Problem description: Scan the listing below. Report each line that includes "segment".

-----

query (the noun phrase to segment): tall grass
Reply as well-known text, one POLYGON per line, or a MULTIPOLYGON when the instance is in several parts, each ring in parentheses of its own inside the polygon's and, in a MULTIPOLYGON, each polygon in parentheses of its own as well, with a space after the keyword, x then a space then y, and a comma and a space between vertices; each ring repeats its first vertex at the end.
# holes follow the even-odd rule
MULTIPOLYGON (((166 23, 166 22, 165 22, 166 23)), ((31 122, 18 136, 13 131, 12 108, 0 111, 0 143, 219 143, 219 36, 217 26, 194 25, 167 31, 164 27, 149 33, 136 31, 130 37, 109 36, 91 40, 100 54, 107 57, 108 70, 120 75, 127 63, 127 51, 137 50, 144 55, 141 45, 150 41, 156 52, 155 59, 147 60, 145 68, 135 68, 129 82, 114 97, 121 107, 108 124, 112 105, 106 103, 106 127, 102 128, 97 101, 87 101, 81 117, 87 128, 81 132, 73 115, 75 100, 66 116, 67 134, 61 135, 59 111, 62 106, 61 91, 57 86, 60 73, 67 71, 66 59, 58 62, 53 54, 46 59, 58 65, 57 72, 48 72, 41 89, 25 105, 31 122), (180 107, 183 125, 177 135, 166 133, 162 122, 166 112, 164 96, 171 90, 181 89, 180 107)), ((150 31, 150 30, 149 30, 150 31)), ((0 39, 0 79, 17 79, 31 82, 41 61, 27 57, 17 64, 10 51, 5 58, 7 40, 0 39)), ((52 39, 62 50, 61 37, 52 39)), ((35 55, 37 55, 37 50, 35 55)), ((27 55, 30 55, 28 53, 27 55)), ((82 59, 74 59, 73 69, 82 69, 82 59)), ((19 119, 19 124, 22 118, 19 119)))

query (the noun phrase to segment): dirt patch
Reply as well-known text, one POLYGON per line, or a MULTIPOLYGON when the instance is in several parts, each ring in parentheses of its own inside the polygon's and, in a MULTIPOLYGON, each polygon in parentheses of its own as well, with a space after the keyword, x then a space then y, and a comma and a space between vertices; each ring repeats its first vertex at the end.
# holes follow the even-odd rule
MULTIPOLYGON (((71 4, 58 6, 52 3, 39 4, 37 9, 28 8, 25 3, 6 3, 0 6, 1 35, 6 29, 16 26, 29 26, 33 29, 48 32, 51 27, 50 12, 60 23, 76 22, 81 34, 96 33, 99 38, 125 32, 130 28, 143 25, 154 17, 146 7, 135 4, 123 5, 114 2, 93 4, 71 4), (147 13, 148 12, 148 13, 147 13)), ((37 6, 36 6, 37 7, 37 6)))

-----

Answer section:
query (the noun phrase to segment): tall grass
query (the noun phrase to segment): dirt patch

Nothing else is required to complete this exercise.